Records from a data source
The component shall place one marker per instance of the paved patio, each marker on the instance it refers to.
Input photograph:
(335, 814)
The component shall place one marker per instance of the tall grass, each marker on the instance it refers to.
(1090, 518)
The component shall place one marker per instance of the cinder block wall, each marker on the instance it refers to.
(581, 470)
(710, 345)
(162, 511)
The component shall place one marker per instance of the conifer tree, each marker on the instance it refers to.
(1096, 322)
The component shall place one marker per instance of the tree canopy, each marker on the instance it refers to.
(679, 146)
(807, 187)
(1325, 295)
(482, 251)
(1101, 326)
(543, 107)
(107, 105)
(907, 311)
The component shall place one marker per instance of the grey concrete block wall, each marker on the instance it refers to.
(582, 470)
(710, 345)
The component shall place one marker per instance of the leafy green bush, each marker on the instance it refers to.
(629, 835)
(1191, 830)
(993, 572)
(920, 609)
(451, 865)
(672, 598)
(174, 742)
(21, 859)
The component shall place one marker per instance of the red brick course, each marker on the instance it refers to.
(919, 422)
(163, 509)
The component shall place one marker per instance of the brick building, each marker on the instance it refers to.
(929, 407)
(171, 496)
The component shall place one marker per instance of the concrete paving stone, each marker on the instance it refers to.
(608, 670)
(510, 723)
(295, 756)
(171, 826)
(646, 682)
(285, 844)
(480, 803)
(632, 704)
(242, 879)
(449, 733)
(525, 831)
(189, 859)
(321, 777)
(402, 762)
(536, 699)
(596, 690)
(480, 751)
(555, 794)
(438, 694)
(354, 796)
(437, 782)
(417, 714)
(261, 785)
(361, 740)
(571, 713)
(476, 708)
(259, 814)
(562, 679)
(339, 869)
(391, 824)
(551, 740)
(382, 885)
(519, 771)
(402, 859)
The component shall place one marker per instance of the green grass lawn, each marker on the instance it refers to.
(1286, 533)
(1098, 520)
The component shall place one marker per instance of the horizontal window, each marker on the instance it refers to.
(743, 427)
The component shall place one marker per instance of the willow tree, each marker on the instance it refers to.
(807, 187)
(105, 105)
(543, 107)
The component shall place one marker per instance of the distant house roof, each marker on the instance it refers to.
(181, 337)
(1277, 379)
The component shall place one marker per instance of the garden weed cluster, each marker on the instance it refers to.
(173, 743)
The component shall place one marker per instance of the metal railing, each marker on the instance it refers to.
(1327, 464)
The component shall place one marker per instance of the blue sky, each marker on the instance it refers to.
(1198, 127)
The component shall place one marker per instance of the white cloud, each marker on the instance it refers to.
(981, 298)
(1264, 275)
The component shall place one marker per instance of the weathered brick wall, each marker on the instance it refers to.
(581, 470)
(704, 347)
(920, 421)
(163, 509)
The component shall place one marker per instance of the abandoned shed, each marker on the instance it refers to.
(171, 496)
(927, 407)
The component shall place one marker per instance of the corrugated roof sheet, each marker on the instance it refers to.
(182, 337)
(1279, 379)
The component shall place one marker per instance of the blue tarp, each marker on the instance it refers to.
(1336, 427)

(Work to be completed) What you return should match the data character for character.

(Answer for this exercise)
The component shall place one marker per instance of the paved patio, each marker on the instance it refers to.
Input photograph:
(335, 814)
The component shall place one marker per instance of the tall grass, each marker on the instance it refers to.
(1090, 518)
The component shall place one marker per instance of the cinder block wall, each marker on the instance it refers to.
(581, 470)
(710, 345)
(162, 511)
The component shall place one marker per instance of the conifer tree, each marker on the instance it refers to.
(1096, 322)
The component shall place one marker per instance of the tree canopy, each marker on the instance it refers to.
(679, 146)
(807, 187)
(1325, 295)
(482, 251)
(1101, 326)
(543, 107)
(107, 105)
(907, 311)
The component shall place one marker per instance of the grey concrete block wall, each marker on the instance it refers to.
(582, 470)
(710, 345)
The component shall place one marker per instance of the leafy green bush, each marker on the instance it refers to.
(629, 835)
(1191, 830)
(993, 572)
(920, 609)
(451, 865)
(672, 598)
(174, 742)
(21, 859)
The component shall place one marker per instance of the red brick course, each marker on the instance it refers to.
(919, 422)
(163, 509)
The component shall place one marker per instance of the brick building, each marker on the instance it refers to.
(929, 407)
(171, 496)
The component shall place one marker per instance of the concrete paving stone, each marker on the instance it refers to.
(608, 670)
(510, 723)
(295, 756)
(171, 826)
(646, 682)
(285, 844)
(480, 803)
(632, 704)
(242, 879)
(449, 733)
(525, 831)
(189, 859)
(321, 777)
(402, 762)
(536, 699)
(596, 690)
(480, 751)
(555, 794)
(438, 694)
(354, 796)
(437, 782)
(417, 714)
(261, 785)
(361, 740)
(571, 713)
(476, 708)
(259, 814)
(562, 679)
(339, 869)
(391, 824)
(551, 740)
(382, 885)
(519, 771)
(402, 859)
The component shall place one marker per instance of the green grass lawn, each marker on the instance it refers to.
(1286, 533)
(1098, 520)
The component shall place one marker per instance of the horizontal window, each marker on the instance it refers to.
(743, 427)
The component shall place one marker per instance of the willow tree, each marker on the instance it refers to.
(807, 187)
(105, 105)
(543, 107)
The component shall place one marker per instance of the distant house roof, each marker on the instance it refers to.
(181, 337)
(1277, 379)
The component shall place one marker per instance of the garden weed cluster, each marker on the instance it refers to.
(173, 743)
The component shall place one marker per instance of the metal railing, each marker on the instance it refers to.
(1327, 464)
The component shall place one marker per instance of the blue sky, each marker on the instance it refers to.
(1198, 127)
The component shall place one marker per instance of the white cloud, each marker on the instance it refers to.
(981, 298)
(1264, 275)
The component shall place one marker per instance of the weathered brick wall, each marker on the instance it refers to.
(581, 470)
(704, 347)
(920, 421)
(163, 509)
The component shall place one marker per instance of the abandoned shed, each marker on the instance it refers to.
(171, 496)
(927, 407)
The component shall place one marker per instance of the corrugated roof sheet, each marker on the instance it refers to.
(182, 337)
(1279, 379)
The component shall place one marker per instance of the blue tarp, each marker on the instance it refers to.
(1336, 427)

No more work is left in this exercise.